» Exercise description
Pull out each line in the records below that contains the string "foreground", and copy those lines in full.

» Input for this task

____

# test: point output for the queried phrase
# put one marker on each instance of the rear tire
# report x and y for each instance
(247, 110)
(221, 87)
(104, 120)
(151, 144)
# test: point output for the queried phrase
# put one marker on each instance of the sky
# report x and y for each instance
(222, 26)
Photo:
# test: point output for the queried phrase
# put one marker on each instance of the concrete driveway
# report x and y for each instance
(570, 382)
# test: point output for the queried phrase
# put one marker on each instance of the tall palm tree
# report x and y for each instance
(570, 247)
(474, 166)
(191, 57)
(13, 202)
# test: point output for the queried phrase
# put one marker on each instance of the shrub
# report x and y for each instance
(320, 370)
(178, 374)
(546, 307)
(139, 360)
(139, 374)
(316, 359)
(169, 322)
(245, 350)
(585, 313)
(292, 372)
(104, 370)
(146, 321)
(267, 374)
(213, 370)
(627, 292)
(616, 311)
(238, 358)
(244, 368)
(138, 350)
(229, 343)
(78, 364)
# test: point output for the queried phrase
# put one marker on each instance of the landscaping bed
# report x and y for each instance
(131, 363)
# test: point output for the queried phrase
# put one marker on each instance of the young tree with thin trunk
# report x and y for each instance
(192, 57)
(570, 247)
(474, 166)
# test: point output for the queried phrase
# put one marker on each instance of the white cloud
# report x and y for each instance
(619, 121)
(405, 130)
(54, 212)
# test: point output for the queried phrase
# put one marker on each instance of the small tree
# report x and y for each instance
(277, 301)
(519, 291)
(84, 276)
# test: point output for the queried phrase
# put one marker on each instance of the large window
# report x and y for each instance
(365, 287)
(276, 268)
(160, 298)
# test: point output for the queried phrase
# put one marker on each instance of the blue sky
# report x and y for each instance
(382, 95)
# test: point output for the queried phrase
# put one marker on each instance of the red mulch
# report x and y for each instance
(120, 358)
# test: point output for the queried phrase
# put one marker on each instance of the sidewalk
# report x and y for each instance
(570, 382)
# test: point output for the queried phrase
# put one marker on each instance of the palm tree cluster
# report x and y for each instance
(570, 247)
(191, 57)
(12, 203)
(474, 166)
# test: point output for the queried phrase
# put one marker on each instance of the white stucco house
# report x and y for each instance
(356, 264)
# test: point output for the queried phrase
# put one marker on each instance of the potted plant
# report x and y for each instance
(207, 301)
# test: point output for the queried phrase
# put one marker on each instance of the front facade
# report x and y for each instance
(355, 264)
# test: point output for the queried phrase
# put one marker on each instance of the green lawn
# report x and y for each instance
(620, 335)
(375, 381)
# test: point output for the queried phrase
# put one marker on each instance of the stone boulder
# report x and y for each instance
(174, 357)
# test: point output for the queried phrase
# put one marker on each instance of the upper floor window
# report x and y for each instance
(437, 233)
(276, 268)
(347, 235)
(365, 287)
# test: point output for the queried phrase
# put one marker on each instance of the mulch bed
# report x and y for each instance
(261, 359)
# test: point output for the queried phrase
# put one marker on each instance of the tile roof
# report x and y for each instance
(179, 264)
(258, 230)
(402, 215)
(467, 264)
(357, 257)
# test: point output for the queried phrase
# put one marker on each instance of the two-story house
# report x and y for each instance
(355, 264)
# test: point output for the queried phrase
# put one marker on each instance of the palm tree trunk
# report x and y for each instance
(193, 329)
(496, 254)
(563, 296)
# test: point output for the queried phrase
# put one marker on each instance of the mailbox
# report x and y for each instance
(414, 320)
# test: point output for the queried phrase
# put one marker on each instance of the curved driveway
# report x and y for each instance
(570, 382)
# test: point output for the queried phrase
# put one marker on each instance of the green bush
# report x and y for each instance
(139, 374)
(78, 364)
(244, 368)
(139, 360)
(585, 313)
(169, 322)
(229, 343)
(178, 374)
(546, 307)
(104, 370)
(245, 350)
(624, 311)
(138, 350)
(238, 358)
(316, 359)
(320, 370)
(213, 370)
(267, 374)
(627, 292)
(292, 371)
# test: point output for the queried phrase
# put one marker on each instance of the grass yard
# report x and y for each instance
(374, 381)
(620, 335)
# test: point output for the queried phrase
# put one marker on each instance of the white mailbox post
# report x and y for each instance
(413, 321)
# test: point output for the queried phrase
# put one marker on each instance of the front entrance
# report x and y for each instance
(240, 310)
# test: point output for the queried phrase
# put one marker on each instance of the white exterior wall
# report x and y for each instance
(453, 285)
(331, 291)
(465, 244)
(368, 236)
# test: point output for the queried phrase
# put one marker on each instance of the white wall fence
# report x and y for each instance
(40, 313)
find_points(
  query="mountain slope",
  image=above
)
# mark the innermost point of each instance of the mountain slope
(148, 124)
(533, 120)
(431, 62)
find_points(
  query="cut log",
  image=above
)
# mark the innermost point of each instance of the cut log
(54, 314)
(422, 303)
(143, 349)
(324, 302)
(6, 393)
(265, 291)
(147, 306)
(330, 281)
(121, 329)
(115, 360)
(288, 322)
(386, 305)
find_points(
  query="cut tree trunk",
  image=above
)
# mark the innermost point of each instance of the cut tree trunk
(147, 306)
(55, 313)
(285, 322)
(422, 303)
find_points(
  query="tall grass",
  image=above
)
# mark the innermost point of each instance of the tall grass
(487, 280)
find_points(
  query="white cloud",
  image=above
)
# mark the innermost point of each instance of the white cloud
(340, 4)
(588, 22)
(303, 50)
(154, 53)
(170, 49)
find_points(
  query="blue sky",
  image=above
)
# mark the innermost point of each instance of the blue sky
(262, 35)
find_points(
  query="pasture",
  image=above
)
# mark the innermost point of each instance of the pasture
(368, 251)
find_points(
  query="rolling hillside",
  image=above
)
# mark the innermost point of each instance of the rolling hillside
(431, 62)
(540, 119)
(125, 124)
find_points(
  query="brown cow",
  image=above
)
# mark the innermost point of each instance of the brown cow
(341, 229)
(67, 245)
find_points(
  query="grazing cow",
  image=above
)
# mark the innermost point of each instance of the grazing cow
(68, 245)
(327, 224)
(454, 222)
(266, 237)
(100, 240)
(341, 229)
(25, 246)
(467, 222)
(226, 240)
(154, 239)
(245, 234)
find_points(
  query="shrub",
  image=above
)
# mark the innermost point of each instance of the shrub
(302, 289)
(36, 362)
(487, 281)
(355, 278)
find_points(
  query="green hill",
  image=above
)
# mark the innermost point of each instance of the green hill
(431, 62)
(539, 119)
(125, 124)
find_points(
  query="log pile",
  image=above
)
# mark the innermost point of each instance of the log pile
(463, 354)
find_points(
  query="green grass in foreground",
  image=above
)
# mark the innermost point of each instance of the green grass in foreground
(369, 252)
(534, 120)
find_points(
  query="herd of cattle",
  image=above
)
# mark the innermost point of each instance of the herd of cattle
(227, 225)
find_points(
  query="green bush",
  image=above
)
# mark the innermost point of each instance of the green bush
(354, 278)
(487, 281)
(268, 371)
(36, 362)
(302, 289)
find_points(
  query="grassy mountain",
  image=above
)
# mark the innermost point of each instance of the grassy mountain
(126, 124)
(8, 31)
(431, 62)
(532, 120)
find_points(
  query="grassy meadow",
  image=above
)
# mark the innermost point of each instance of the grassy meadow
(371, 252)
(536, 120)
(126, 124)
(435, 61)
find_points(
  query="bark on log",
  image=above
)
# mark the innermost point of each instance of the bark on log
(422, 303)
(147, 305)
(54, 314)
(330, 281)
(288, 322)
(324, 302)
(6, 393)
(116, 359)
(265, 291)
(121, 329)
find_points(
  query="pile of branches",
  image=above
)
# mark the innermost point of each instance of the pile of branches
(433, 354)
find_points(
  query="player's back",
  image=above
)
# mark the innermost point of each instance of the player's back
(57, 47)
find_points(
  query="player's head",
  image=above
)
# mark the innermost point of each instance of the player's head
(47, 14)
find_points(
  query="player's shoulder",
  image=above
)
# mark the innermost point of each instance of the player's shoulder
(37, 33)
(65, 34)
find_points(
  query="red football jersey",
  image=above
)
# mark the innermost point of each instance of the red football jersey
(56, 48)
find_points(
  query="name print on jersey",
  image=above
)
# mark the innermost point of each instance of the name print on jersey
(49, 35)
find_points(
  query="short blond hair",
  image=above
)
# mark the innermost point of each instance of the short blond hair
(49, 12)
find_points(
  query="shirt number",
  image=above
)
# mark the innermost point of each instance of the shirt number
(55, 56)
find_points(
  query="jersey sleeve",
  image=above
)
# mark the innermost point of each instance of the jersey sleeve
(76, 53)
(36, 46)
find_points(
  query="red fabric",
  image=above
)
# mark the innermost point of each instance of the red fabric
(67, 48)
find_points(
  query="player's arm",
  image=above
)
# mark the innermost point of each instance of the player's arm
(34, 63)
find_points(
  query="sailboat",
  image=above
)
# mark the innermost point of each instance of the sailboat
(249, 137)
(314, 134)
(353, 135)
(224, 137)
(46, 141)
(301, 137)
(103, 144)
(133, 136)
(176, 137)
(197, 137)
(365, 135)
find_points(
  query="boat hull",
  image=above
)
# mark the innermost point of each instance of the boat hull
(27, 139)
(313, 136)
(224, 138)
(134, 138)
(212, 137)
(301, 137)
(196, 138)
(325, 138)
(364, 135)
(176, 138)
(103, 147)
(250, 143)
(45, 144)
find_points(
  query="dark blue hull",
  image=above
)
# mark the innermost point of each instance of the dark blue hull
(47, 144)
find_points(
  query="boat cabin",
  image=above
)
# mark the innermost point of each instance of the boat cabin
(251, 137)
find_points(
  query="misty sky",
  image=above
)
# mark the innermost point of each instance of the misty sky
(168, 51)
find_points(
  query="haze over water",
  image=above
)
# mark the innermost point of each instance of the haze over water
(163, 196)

____

» The answer
  query="green grass in foreground",
# mark the innermost point of each instance of the green grass in foreground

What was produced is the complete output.